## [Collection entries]
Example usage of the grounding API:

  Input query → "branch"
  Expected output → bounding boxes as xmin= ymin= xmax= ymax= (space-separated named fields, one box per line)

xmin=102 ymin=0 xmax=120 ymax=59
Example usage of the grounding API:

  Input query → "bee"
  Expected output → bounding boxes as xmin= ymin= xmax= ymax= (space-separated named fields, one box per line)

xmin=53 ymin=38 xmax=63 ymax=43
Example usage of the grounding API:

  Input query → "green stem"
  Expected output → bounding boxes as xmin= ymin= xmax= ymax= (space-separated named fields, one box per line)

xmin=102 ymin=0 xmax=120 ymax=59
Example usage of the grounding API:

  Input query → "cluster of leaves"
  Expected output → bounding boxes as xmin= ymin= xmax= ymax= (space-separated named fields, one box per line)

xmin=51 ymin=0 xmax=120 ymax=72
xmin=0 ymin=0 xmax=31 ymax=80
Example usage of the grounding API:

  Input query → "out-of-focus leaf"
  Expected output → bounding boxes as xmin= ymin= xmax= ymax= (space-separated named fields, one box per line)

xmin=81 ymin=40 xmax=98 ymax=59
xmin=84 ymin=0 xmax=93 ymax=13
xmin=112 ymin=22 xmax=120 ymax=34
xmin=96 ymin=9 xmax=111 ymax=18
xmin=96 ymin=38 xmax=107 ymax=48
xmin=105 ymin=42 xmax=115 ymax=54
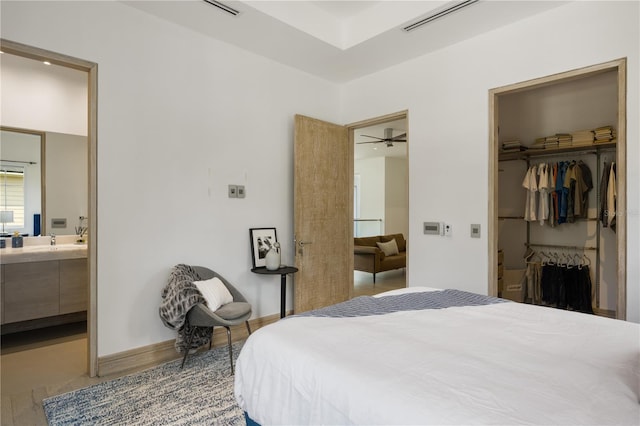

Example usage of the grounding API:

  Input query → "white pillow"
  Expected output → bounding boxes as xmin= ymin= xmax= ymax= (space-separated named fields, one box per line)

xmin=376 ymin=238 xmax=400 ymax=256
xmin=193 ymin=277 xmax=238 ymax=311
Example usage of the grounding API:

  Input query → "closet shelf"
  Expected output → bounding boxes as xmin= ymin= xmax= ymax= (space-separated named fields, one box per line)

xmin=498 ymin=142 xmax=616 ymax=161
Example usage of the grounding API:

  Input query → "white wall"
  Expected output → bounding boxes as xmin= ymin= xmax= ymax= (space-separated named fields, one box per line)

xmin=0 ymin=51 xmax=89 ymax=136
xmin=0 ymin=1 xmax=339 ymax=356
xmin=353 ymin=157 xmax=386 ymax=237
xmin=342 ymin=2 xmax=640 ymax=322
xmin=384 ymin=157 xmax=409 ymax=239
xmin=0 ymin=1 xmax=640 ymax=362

==

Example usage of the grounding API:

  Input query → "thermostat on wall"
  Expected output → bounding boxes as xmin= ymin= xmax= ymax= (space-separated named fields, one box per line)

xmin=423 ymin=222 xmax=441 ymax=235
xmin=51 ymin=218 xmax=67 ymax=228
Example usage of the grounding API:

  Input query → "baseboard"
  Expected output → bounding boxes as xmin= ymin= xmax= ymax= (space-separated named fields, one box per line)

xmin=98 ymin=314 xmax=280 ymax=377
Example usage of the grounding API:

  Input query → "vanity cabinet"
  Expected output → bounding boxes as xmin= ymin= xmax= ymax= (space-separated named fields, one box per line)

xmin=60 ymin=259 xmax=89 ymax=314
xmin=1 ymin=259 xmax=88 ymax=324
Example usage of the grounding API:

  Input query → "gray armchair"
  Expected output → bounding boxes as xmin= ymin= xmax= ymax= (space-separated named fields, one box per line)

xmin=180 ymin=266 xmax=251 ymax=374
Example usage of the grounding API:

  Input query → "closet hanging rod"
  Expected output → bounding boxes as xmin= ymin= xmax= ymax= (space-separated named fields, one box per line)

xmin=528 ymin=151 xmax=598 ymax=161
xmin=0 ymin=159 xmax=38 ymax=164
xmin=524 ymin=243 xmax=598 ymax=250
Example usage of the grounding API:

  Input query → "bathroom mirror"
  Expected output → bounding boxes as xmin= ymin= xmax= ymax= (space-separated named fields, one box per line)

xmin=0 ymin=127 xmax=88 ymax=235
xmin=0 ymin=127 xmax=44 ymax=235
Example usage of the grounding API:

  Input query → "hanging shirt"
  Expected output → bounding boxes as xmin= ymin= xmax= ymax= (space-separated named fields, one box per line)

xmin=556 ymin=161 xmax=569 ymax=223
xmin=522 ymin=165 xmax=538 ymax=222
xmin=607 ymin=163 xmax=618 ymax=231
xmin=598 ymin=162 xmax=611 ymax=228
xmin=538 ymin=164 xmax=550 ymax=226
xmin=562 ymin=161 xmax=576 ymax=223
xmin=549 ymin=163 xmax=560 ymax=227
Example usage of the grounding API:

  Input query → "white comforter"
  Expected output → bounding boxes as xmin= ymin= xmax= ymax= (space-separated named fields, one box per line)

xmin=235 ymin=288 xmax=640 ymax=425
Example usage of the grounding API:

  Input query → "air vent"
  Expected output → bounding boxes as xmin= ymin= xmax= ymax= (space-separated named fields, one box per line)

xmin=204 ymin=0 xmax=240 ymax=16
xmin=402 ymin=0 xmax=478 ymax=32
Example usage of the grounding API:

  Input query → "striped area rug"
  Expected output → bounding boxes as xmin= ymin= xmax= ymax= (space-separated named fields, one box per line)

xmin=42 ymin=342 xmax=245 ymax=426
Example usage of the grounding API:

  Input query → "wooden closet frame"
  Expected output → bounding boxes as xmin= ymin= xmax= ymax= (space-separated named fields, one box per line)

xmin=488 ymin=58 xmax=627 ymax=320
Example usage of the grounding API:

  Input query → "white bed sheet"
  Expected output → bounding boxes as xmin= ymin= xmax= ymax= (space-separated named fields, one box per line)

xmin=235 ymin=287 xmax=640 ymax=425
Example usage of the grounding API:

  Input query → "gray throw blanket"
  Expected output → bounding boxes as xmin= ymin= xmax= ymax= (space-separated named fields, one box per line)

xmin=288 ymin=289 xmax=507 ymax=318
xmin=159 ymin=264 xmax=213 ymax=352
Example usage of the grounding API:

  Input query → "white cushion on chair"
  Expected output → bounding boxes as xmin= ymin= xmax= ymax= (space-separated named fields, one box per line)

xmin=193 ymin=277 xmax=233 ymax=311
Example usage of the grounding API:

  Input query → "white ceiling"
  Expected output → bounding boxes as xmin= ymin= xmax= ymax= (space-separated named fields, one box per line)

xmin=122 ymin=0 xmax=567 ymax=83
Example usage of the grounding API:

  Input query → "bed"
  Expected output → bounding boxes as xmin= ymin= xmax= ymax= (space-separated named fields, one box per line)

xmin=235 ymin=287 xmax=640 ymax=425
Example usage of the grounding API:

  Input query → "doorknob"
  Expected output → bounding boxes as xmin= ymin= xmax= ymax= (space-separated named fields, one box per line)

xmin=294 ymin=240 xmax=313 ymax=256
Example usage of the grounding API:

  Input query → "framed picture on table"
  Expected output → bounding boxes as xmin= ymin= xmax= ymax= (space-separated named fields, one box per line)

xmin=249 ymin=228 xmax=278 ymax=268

## [Goal]
In the material above, pick out every line containing the word "closet" and copy each one. Case counts.

## [Written solution]
  Input query → "closet shelf"
  Input query → "closet hanging rod"
  Input query → "wooden closet frame"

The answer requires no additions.